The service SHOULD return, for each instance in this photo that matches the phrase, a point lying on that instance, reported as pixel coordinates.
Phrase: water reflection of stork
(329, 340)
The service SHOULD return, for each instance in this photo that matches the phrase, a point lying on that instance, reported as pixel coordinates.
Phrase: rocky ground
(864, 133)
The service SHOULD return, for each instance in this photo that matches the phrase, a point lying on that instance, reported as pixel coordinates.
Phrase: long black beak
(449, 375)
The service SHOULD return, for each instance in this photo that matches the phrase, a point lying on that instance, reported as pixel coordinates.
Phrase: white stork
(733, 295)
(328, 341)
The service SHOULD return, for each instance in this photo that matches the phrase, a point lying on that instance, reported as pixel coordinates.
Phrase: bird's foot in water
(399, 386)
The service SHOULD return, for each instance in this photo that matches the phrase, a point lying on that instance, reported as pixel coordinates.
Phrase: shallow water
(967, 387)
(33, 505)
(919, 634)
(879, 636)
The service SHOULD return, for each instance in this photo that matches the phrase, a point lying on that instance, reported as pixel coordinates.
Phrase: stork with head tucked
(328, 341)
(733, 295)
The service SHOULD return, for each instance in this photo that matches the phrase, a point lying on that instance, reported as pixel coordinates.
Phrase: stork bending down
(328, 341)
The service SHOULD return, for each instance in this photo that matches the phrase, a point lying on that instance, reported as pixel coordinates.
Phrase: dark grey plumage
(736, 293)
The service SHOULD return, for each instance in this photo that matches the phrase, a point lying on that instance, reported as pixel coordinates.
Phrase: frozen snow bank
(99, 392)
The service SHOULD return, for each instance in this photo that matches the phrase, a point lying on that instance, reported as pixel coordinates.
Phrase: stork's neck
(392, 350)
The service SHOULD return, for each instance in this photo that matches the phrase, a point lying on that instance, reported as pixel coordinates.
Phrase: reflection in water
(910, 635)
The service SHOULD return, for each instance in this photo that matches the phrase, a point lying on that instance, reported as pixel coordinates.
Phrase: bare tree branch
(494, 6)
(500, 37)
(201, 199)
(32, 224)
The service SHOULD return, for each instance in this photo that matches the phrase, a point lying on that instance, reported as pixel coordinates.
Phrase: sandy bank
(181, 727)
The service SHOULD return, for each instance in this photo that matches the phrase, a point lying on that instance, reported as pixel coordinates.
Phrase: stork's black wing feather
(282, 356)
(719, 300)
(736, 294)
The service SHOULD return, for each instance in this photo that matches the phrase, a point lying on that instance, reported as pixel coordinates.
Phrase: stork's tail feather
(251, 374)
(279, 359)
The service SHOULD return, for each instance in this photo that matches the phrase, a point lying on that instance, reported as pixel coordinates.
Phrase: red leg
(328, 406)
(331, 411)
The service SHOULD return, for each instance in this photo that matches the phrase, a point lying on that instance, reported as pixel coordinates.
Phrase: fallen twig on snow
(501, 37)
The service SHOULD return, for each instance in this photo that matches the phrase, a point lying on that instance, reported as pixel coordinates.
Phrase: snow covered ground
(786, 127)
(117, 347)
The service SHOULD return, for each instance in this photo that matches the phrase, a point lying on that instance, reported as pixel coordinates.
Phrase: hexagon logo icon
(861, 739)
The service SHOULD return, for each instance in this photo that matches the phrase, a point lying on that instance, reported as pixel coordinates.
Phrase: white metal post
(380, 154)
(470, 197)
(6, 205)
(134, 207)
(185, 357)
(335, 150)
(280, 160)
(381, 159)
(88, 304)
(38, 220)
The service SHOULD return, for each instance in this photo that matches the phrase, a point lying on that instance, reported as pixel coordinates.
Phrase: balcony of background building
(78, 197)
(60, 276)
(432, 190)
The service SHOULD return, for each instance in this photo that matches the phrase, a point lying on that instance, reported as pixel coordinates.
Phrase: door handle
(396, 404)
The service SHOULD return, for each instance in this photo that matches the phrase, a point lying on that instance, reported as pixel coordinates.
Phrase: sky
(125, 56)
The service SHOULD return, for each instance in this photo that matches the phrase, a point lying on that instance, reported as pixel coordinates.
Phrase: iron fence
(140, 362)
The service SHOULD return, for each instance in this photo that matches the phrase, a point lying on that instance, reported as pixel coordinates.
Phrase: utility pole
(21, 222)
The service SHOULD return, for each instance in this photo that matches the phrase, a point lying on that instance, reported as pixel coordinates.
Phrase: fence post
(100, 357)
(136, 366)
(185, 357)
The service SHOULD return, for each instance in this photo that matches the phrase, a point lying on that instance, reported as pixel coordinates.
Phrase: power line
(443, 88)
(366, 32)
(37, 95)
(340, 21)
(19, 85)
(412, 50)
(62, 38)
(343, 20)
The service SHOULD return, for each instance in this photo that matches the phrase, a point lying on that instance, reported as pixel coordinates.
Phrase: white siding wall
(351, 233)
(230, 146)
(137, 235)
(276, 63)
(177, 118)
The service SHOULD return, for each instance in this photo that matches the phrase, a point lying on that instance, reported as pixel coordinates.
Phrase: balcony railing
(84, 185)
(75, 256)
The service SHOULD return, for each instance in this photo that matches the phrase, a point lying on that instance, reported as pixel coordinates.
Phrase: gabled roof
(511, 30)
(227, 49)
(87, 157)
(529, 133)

------

Aim of the exercise
Set down all of the entries exactly, please.

Result of the exercise
The service SHOULD return, for each instance in this photo that matches the phrase, a point lying on that instance, reported as pixel coordinates.
Phrase: water reflection of stork
(329, 340)
The service SHOULD return, for each instance in this photo that matches the phrase, a point lying on that instance, reported as pixel coordinates.
Phrase: rocky ground
(864, 133)
The service SHOULD return, for each instance in this photo that matches the phrase, a point lying on that instance, reported as pixel coordinates.
Phrase: long black beak
(449, 375)
The service SHOULD return, for each instance in this photo that matches the phrase, a point lying on that instance, reported as pixel coordinates.
Phrase: white stork
(733, 295)
(328, 341)
The service SHOULD return, for each instance in this photo that matches the phrase, a point lying on that instance, reported as pixel coordinates.
Phrase: bird's foot in water
(399, 386)
The service SHOULD return, for each instance in this photo that matches the phrase, a point lying on that instance, reported as pixel coordinates.
Phrase: shallow water
(967, 387)
(33, 505)
(919, 634)
(879, 636)
The service SHOULD return, for each instance in this photo that matches the phrase, a point lying on that instance, reported as pixel coordinates.
Phrase: stork with head tucked
(328, 341)
(733, 295)
The service SHOULD return, for each instance in this photo that matches the phrase, a point lying on that instance, reported as pixel coordinates.
Phrase: stork bending down
(328, 341)
The service SHOULD return, for each instance in this photo that matches the phrase, a point lying on that instance, reported as pixel coordinates.
Phrase: dark grey plumage
(736, 293)
The service SHOULD return, for each instance in this photo that matches the phrase, a point lying on that instance, reported as pixel coordinates.
Phrase: frozen snow bank
(99, 392)
The service SHOULD return, for each instance in this photo that matches the phrase, a point lying on that instance, reported as pixel coordinates.
Phrase: stork's neck
(392, 350)
The service SHOULD return, for each instance in this photo that matches the phrase, a point lying on that instance, reported as pixel coordinates.
Phrase: reflection in water
(910, 635)
The service SHOULD return, for each instance in this photo that matches the phrase, a point lying on that instance, reported as pixel coordinates.
Phrase: bare tree branch
(494, 6)
(500, 37)
(201, 199)
(32, 224)
The service SHOULD return, for each instance in this photo that matches the phrase, a point lying on that instance, reported as pixel coordinates.
Phrase: sandy bank
(181, 727)
The service SHOULD return, for each instance in this photo that matches the phrase, a point lying on that instance, reported as pixel coordinates.
Phrase: stork's black wing feather
(282, 356)
(719, 300)
(736, 294)
The service SHOULD return, for each instance in this photo that matches the phrase, a point lying on that instance, reported as pixel coordinates.
Phrase: stork's tail feather
(251, 374)
(279, 359)
The service SHOULD return, for each instance in this photo that matches the phrase, a point lying on that instance, reported as pixel coordinates.
Phrase: red leg
(328, 406)
(331, 411)
The service SHOULD return, for each instance in this photo that matches the phrase, a point lying on that instance, reported as pixel coordinates.
Phrase: fallen twig on snow
(501, 37)
The service SHOULD return, for each instance in this photo that matches the phrase, a point lying on that instance, reported as pixel coordinates.
Phrase: snow covered ground
(786, 127)
(117, 347)
The service SHOULD return, for each instance in this photo that matches the phrase, a point lying on that instance, reported as pixel coordinates.
Phrase: hexagon logo icon
(861, 739)
The service SHOULD return, for each instance in this photo that matches the phrase, a point lying on that instance, reported as pixel coordinates.
Phrase: white metal post
(380, 154)
(470, 197)
(6, 205)
(134, 207)
(185, 357)
(335, 150)
(280, 160)
(381, 159)
(88, 304)
(38, 220)
The service SHOULD return, for each instance in this photo that matches the phrase, a point lying on that instance, reported as pixel coordinates.
Phrase: balcony of background building
(78, 197)
(60, 276)
(432, 190)
The service SHOULD return, for each instance in this photo that matches the phrase, a point lying on that instance, reported as pixel coordinates.
Phrase: door handle
(396, 404)
The service SHOULD return, for each instance in this photo that matches the phrase, a point lying on that instance, reported as pixel coordinates.
Phrase: sky
(125, 56)
The service SHOULD return, for each instance in this photo that matches the phrase, a point lying on that instance, reported as pixel coordinates.
Phrase: iron fence
(140, 362)
The service SHOULD return, for each instance in this photo that matches the phrase, a point lying on that instance, reported as pixel coordinates.
Phrase: utility pole
(21, 222)
The service SHOULD return, for each instance in this photo that matches the phrase, a point lying on that instance, reported as pixel coordinates.
Phrase: fence post
(100, 357)
(136, 366)
(185, 357)
The service SHOULD return, for each instance in this photo that matches the phrase, a point lying on that instance, reported as pixel coordinates.
Phrase: power line
(443, 88)
(366, 32)
(37, 95)
(340, 21)
(19, 85)
(412, 50)
(62, 38)
(343, 20)
The service SHOULD return, for each instance in this photo that matches the phrase, a point lying on that instance, reported as pixel coordinates.
Phrase: white siding wall
(351, 233)
(230, 146)
(137, 235)
(276, 63)
(177, 118)
The service SHOULD return, for each instance in this photo that matches the phrase, a point lying on that instance, reported as pixel coordinates.
Phrase: balcony railing
(84, 185)
(75, 256)
The service SHOULD return, for each instance in this photo that matches the phrase, a point lying on that instance, reported as pixel coordinates.
Phrase: gabled roof
(511, 30)
(227, 49)
(87, 157)
(529, 133)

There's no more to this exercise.